DATASET EXCERPTS.
^^^^

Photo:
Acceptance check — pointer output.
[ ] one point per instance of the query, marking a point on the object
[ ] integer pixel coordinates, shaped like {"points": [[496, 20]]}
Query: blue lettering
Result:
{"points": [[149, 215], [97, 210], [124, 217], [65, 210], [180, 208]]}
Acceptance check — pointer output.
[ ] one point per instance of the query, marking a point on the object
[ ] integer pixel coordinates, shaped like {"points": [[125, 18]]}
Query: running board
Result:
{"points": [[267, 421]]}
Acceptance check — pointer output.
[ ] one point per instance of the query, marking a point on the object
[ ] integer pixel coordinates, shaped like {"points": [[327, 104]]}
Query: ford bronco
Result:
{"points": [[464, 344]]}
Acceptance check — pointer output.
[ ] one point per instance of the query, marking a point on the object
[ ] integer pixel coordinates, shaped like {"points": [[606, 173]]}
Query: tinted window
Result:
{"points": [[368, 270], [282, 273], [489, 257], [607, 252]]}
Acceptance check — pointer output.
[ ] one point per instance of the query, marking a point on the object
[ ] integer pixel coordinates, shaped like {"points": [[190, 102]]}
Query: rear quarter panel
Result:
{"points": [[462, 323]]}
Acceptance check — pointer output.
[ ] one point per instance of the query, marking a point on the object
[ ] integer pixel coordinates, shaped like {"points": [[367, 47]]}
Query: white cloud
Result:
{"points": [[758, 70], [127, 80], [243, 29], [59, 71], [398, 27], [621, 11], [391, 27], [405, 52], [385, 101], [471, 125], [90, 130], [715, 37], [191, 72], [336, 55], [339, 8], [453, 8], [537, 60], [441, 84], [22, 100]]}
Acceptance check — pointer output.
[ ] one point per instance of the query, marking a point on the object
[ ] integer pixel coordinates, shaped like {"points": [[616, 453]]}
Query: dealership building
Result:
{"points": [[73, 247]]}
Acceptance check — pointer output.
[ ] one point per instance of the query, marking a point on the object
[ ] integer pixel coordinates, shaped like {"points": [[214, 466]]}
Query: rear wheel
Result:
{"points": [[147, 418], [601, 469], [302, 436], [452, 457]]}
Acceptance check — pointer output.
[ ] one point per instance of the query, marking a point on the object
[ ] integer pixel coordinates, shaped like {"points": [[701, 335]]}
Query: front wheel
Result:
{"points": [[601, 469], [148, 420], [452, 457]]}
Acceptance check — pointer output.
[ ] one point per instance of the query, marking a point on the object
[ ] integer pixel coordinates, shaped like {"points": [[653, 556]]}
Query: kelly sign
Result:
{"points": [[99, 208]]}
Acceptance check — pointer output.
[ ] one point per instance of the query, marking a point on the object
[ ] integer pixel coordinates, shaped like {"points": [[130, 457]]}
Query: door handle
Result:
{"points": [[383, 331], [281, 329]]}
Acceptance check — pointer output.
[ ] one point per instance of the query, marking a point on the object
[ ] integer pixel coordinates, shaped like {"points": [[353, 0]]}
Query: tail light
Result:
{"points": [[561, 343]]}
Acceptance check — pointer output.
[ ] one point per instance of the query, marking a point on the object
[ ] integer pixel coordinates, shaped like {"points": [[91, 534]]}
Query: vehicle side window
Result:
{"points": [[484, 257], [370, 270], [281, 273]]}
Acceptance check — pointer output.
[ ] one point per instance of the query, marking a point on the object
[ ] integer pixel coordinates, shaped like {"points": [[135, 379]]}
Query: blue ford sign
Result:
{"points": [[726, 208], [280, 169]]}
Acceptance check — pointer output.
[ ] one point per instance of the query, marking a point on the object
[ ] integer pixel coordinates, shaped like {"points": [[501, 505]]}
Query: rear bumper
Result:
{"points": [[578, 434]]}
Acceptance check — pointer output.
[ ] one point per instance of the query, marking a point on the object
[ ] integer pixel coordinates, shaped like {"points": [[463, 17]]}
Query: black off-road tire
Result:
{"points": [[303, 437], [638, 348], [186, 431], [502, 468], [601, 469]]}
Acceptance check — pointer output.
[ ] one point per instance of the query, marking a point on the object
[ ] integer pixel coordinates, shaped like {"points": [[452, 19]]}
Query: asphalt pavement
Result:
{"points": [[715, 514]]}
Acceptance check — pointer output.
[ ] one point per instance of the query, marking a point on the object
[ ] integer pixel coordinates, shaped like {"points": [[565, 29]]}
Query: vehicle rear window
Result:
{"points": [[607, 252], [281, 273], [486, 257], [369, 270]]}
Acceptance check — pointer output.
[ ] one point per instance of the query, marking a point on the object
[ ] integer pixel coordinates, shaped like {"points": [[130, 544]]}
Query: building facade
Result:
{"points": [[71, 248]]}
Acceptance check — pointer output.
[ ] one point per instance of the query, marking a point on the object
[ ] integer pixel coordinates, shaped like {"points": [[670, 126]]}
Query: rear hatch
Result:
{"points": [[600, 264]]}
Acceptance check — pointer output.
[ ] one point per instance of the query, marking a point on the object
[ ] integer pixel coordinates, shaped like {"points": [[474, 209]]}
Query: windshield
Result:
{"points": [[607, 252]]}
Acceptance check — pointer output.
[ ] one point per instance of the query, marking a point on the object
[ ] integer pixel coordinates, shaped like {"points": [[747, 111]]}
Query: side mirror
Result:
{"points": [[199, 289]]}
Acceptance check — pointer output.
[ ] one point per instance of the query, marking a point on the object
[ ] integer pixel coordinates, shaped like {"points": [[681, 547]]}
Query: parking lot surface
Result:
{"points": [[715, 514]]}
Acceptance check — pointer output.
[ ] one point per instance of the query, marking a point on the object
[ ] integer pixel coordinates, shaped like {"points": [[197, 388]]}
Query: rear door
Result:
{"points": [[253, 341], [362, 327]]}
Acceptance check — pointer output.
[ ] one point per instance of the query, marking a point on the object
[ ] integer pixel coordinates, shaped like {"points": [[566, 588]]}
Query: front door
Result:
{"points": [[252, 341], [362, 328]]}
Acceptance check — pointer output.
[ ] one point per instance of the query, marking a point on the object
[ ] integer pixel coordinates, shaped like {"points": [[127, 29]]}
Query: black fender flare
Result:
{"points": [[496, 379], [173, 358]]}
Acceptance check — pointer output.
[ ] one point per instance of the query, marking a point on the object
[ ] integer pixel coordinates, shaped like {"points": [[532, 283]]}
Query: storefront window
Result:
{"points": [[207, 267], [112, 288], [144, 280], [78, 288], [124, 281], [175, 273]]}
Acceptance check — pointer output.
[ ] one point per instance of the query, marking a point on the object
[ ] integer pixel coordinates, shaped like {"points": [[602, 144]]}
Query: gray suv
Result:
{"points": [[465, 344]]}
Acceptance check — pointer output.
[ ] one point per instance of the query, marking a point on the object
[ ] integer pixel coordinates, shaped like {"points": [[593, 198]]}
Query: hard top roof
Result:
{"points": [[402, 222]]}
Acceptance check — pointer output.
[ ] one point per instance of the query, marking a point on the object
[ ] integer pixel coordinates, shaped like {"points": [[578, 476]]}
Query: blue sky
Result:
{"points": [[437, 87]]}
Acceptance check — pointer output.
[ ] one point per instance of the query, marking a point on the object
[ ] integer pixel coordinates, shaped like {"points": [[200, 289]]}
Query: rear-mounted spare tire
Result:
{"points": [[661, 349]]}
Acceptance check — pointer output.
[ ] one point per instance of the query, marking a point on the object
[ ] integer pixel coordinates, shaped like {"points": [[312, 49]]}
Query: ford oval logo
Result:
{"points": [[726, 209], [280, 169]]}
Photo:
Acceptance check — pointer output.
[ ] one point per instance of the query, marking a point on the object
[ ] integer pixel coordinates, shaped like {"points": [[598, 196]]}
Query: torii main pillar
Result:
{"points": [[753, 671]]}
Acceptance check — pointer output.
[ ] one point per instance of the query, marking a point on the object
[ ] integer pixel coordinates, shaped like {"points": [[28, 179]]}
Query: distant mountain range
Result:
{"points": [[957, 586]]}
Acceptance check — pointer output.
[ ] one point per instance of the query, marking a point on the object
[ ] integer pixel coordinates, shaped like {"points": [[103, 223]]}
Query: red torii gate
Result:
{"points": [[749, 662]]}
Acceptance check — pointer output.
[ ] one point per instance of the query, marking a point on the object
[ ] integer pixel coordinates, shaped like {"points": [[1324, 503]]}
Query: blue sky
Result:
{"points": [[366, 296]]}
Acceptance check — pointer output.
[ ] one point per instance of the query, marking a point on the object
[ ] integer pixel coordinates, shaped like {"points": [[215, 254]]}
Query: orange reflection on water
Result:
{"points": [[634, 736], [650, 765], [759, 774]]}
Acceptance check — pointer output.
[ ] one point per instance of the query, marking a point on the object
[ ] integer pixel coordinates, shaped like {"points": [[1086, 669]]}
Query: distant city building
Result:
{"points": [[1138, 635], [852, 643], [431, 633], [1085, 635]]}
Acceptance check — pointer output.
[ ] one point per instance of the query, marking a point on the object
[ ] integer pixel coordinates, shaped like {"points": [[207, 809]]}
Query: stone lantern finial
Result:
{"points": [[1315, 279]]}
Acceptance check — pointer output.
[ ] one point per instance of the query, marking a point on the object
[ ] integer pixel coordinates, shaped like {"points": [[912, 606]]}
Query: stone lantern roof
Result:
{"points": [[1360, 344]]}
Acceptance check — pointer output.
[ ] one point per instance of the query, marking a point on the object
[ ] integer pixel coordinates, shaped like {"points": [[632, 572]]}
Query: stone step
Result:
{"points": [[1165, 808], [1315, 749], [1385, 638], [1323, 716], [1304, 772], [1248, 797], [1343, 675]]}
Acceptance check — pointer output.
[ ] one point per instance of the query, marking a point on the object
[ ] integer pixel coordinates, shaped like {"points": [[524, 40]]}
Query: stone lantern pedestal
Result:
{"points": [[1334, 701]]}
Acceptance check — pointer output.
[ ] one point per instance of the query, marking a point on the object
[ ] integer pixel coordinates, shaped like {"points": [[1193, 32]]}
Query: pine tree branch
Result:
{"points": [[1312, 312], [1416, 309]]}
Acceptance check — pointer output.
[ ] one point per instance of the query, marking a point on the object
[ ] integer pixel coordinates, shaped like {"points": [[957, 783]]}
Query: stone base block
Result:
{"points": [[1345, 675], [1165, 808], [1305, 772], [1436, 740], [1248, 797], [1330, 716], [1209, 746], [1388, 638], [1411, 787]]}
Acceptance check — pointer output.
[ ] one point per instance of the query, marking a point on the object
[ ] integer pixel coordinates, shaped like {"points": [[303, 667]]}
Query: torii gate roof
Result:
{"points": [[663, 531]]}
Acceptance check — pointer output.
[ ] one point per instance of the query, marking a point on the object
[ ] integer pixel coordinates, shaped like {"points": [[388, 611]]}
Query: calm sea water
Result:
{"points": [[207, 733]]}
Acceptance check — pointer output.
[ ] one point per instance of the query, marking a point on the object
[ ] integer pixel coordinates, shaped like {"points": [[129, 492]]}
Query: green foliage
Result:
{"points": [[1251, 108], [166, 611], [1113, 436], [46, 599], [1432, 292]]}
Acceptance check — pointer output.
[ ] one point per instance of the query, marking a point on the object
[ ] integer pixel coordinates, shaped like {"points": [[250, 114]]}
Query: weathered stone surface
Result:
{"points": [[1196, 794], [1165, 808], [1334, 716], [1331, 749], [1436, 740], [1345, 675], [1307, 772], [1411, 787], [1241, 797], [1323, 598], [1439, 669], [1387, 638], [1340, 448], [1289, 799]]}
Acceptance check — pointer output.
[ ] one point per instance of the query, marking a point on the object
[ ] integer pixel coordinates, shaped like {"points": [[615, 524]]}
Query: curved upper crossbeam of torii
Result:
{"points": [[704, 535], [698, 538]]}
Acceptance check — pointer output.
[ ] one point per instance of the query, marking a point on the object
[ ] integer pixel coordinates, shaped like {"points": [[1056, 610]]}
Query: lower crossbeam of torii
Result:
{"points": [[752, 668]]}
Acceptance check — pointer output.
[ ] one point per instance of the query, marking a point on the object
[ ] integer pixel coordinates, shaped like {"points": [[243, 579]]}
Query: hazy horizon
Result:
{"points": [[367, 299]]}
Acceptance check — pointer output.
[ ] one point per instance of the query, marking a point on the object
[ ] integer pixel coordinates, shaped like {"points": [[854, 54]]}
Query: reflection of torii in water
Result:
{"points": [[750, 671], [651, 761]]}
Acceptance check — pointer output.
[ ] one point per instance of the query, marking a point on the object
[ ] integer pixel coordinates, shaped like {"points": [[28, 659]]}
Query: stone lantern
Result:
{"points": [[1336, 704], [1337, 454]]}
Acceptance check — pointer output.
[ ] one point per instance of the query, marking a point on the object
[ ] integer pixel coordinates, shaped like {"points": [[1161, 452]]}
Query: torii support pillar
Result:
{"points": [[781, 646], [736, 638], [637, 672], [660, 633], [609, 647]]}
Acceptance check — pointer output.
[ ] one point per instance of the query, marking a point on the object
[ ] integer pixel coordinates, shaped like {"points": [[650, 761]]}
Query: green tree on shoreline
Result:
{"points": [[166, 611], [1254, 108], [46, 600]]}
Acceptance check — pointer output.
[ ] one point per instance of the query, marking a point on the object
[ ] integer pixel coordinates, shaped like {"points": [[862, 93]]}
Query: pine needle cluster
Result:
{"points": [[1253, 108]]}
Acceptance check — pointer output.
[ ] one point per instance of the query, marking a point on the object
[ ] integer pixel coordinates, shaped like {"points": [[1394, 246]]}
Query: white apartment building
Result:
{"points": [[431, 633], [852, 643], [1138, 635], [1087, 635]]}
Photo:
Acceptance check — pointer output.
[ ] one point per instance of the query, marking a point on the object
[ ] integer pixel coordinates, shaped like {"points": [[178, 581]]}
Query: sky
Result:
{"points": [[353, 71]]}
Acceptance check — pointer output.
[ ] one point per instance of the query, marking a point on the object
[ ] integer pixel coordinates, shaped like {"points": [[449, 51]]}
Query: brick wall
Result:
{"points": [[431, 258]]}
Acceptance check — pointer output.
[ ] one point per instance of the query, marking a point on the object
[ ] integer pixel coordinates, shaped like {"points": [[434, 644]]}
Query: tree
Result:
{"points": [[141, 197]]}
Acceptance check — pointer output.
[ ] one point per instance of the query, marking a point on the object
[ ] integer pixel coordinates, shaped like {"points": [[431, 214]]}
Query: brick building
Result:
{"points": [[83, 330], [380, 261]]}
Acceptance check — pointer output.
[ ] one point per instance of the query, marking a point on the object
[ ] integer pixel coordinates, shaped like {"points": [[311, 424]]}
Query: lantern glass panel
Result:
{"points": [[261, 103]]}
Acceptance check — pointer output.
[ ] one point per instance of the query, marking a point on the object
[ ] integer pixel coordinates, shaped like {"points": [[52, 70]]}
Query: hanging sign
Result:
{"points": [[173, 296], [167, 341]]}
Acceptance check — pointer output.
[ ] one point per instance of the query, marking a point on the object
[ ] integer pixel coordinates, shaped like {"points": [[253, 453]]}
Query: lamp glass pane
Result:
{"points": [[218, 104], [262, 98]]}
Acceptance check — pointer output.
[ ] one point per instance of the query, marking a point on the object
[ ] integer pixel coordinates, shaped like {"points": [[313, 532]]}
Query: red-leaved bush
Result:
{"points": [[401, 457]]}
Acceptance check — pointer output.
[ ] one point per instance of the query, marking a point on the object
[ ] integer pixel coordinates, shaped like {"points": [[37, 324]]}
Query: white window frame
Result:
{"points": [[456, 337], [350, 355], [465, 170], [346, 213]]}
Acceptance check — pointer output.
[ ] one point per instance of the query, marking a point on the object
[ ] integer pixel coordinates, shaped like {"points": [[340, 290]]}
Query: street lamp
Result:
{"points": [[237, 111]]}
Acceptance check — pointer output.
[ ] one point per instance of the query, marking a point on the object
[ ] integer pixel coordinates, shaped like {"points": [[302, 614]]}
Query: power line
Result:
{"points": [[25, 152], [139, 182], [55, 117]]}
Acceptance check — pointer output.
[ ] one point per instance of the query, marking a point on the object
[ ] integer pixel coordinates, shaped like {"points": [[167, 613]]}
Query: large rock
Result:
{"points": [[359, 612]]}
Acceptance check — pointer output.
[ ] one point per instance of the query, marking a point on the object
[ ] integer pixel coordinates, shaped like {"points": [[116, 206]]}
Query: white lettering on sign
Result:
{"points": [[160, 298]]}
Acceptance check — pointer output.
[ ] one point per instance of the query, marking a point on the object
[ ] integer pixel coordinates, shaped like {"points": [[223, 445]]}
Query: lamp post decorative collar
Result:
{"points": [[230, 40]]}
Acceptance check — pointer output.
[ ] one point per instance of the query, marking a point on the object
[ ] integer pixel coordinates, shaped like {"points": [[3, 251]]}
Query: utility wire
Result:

^^^^

REQUIRED WORK. Return every line above that contains the string "lamp", matching case exactly.

TASK RESULT.
Query: lamp glass pane
Query: street lamp
Query: lamp post decorative collar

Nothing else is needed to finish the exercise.